L’inimitable Habib, décrivait déjà Nouakchott en 1992 « … c’est un devoir national pour tous les Mauritaniens de venir y habiter. Aujourd’hui la capitale abrite un tiers de la population du pays. L’un des deux tiers restants est en route et l’autre attend une voiture qui le prendrait en stop ou de quoi payer le taxi-brousse…Son problème, à cette ville, c’est que ce n’est pas une ville unique, c’est une série de villages mis bout à bout, liés seulement par ce qui fait détester les villes : la pollution, le stress, le bruit, les odeurs. Nouakchott étant trop jeune pour avoir une âme, chacun y emmène la sienne, y reconduit les habitudes de son village ou de son campement, y reconstitue sa vie tribale ».

DONNÉES FOURNIES.
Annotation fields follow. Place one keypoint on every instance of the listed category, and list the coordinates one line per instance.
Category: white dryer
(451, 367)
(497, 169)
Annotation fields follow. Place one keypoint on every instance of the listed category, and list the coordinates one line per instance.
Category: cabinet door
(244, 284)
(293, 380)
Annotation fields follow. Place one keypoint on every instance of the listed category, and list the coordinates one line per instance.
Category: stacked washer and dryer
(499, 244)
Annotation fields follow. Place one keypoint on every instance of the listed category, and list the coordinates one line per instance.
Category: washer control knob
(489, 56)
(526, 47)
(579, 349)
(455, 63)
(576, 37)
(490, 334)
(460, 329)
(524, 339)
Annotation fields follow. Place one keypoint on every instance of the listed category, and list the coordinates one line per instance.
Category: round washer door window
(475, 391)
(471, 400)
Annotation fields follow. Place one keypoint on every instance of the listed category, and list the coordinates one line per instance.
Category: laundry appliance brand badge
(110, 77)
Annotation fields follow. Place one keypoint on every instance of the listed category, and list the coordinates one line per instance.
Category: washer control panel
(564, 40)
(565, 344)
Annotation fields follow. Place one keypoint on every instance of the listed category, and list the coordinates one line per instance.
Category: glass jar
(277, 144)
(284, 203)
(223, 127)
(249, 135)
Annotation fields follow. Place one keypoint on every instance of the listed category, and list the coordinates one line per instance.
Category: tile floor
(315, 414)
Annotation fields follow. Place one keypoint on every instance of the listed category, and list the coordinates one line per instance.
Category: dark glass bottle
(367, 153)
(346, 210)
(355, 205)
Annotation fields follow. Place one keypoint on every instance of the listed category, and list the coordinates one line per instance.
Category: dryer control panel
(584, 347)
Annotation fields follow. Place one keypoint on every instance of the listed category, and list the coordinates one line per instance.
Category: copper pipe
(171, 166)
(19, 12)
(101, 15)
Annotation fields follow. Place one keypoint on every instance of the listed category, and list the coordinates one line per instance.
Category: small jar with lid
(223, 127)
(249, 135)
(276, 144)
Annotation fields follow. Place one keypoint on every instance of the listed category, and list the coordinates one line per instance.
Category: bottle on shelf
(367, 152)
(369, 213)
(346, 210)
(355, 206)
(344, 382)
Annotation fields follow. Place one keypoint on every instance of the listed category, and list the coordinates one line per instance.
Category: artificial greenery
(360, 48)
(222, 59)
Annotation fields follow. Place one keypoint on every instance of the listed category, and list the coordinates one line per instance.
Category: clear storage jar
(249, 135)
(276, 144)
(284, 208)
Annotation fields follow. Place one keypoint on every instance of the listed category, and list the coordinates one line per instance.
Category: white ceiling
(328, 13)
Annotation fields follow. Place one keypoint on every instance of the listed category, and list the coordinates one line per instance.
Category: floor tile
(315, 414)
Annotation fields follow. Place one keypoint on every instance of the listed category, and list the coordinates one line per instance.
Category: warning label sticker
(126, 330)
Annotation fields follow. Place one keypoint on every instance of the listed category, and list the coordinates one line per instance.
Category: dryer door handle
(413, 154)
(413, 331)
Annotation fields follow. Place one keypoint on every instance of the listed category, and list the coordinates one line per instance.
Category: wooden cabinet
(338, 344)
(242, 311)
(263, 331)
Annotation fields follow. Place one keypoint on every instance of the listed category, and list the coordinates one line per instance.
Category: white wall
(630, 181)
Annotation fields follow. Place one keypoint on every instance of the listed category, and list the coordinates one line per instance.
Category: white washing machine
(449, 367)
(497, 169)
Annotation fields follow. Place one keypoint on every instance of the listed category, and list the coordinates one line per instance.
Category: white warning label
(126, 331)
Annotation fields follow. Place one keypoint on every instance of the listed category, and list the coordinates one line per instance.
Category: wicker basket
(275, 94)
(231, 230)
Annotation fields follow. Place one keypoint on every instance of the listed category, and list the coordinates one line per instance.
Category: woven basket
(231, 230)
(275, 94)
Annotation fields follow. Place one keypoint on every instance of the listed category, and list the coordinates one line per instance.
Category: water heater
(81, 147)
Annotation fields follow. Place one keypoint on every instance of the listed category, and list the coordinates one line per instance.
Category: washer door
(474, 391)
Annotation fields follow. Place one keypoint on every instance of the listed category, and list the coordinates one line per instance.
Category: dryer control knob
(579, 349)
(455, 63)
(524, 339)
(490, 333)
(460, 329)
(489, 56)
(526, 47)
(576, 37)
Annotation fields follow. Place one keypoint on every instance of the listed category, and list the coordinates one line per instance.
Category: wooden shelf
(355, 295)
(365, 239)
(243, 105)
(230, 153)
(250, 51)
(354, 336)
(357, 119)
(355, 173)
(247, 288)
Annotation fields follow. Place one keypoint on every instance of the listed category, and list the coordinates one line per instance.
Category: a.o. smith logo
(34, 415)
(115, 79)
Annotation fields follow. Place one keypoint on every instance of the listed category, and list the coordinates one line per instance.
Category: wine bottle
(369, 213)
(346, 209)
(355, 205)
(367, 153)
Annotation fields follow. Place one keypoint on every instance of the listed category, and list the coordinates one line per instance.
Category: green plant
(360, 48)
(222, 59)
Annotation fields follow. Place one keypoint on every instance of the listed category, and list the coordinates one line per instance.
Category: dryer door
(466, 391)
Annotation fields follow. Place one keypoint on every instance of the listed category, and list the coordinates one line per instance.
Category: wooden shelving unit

CONSIGNE A.
Indiquez si chacune des affirmations suivantes concorde avec l’extrait sur Nouakchott. Répondez par oui ou par non et citez à l’identique les mots de l’extrait qui tranchent : (i) la capitale abrite un tiers de la population du pays ; (ii) Nouakchott forme une ville unique ; (iii) Nouakchott possède déjà sa propre âme.
CONSIGNE B.
Poursuivez l’extrait sur Nouakchott en reprenant juste après sa dernière phrase.
Ces données proviennent d’une autre source que l’extrait.

RÉPONSE RÉDIGÉE A.
(i) Oui : « Aujourd’hui la capitale abrite un tiers de la population du pays. »
(ii) Non : « ce n’est pas une ville unique, c’est une série de villages mis bout à bout ».
(iii) Non : « Nouakchott étant trop jeune pour avoir une âme ».

RÉPONSE RÉDIGÉE B.
D’une pertinence incontestable et d’une véracité inégalée, cette description, à travers laquelle on peut comprendre que les déséquilibres entre notre (éternellement) jeune capitale et nos « villes de l’intérieur » sont subséquents aux seuls faits migratoires, recèle aussi, en filigrane, les causes liées aux dysfonctionnements de notre système national de planification.
En effet, les pays aux parcours de gouvernance et niveau d’évolution sociopolitique similaires aux nôtres ont subi les affres d’alternance d’états d’exception et de situations exceptionnelles qui ont marqué négativement et durablement les impacts des actions d’ajustements dits structurels qui, en réalité, avaient tout (ou presque) déstructuré. Une culture de l’exclusivement, voire férocement, macroéconomique a fait oublier les exigences de l’équité spatiale. À cela s’était ajoutée, souvent à dessein, une « culture de l’urgence » et de « réflexes d’humeurs, à l’improviste » qui excluait toute démarche anticipative ou approche prospective.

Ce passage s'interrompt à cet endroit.